**Arbeitsauftrag 1:**
Ersetze im Artikel über die Diesel-Nachrüstung „Passat“ durch „Golf“ und gib den Abschnitt wieder, der bei den Worten „15 Millionen Pkw“ beginnt und nach „Euro pro Stück.“ endet.
**Arbeitsauftrag 2:**
Zitiere die Datensätze wortgetreu vom ersten Zeichen bis einschließlich der Zeile mit „box: [53, 126, 63, 136]“.

**Vorliegender Text:**
┌────────
Witten. . Katalysator-Spezialist Twintec hat eine Nachrüst-Lösung für Diesel-Pkw entwickelt: Der Stickoxidausstoß sinkt bei älteren Autos unter EU6-Wert.

15 Millionen Pkw mit Dieselmotor listet die Statistik für Deutschland auf. Nur zwei einzelne Autos aus dieser riesigen Flotte erfüllen nachweislich im Alltagsbetrieb die für Neuwagen geltenden Grenzwerte für das gesundheitsgefährdenden Stickoxid-Gase nach der aktuell strengsten Abgasnorm EU6. Der zweite (neben einem jüngst speziell von Daimler vorbereiteten neuen Mercedes) ist ein drei Jahre alter VW Passat, den die Entwicklungsabteilung des Katalysator-Spezialisten Twintec in Witten nachgerüstet hat. Das System könnte dem sparsamen Dieselmotor den Weg in die Zukunft ebnen – für 1500 Euro pro Stück.

In der Reserveradmulde des Passat wird der Harnstoff-Tank untergebracht. Die Steuergeräte daneben würden bei einer Serienfertigung verschwinden.
In der Reserveradmulde des Passat wird der Harnstoff-Tank untergebracht. Die Steuergeräte daneben würden bei einer Serienfertigung verschwinden. © MATTHIAS GRABEN

Kern des Dieselskandals ist, dass nicht nur bei Diesel-Pkw aus dem VW-Konzern die mit Harnstoff betriebene Stickoxid-Reinigung, die sogenannte SCR-Technik, während der Fahrt fast immer abgeschaltet ist und nur bei Prüfstandläufen aktiviert wird. Ab September müssen neu auf den Markt kommende Pkw-Modelle die Grenzwerte statt im Labor im realen Betrieb einhalten – nach dem englischen Begriff „Real Driving Experience“ abgekürzt RDE.
└────────
**Bereitgestelltes Material:**
┌────────
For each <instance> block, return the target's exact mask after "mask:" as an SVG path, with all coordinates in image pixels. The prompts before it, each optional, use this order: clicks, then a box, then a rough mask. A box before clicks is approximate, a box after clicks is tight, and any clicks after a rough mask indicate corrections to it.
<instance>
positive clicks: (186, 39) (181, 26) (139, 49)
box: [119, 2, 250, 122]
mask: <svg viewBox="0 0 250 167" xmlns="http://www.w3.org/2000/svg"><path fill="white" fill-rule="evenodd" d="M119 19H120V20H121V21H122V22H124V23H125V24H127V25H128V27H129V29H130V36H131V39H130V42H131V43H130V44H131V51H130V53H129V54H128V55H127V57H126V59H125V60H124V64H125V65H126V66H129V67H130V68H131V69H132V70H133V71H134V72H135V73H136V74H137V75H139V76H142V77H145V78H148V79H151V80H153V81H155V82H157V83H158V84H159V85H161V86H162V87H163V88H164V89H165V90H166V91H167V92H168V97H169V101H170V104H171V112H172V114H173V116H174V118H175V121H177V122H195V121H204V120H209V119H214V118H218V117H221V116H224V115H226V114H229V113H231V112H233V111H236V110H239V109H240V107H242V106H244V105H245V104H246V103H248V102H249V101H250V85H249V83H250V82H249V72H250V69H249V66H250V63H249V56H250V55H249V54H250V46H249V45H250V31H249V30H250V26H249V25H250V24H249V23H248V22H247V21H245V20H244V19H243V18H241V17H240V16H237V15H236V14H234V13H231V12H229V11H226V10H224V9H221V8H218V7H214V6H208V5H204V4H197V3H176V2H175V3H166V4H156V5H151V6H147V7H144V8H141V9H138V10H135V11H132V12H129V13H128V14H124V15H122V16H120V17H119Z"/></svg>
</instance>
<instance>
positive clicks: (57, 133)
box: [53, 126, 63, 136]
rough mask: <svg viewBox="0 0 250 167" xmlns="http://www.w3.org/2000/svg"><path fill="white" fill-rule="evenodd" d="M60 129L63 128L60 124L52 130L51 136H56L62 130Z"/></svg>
└────────
**Antwortfeld 1:**
15 Millionen Pkw mit Dieselmotor listet die Statistik für Deutschland auf. Nur zwei einzelne Autos aus dieser riesigen Flotte erfüllen nachweislich im Alltagsbetrieb die für Neuwagen geltenden Grenzwerte für das gesundheitsgefährdenden Stickoxid-Gase nach der aktuell strengsten Abgasnorm EU6. Der zweite (neben einem jüngst speziell von Daimler vorbereiteten neuen Mercedes) ist ein drei Jahre alter VW Golf, den die Entwicklungsabteilung des Katalysator-Spezialisten Twintec in Witten nachgerüstet hat. Das System könnte dem sparsamen Dieselmotor den Weg in die Zukunft ebnen – für 1500 Euro pro Stück.

**Antwortfeld 2:**
For each <instance> block, return the target's exact mask after "mask:" as an SVG path, with all coordinates in image pixels. The prompts before it, each optional, use this order: clicks, then a box, then a rough mask. A box before clicks is approximate, a box after clicks is tight, and any clicks after a rough mask indicate corrections to it.
<instance>
positive clicks: (186, 39) (181, 26) (139, 49)
box: [119, 2, 250, 122]
mask: <svg viewBox="0 0 250 167" xmlns="http://www.w3.org/2000/svg"><path fill="white" fill-rule="evenodd" d="M119 19H120V20H121V21H122V22H124V23H125V24H127V25H128V27H129V29H130V36H131V39H130V42H131V43H130V44H131V51H130V53H129V54H128V55H127V57H126V59H125V60H124V64H125V65H126V66H129V67H130V68H131V69H132V70H133V71H134V72H135V73H136V74H137V75H139V76H142V77H145V78H148V79H151V80H153V81H155V82H157V83H158V84H159V85H161V86H162V87H163V88H164V89H165V90H166V91H167V92H168V97H169V101H170V104H171V112H172V114H173V116H174V118H175V121H177V122H195V121H204V120H209V119H214V118H218V117H221V116H224V115H226V114H229V113H231V112H233V111H236V110H239V109H240V107H242V106H244V105H245V104H246V103H248V102H249V101H250V85H249V83H250V82H249V72H250V69H249V66H250V63H249V56H250V55H249V54H250V46H249V45H250V31H249V30H250V26H249V25H250V24H249V23H248V22H247V21H245V20H244V19H243V18H241V17H240V16H237V15H236V14H234V13H231V12H229V11H226V10H224V9H221V8H218V7H214V6H208V5H204V4H197V3H176V2H175V3H166V4H156V5H151V6H147V7H144V8H141V9H138V10H135V11H132V12H129V13H128V14H124V15H122V16H120V17H119Z"/></svg>
</instance>
<instance>
positive clicks: (57, 133)
box: [53, 126, 63, 136]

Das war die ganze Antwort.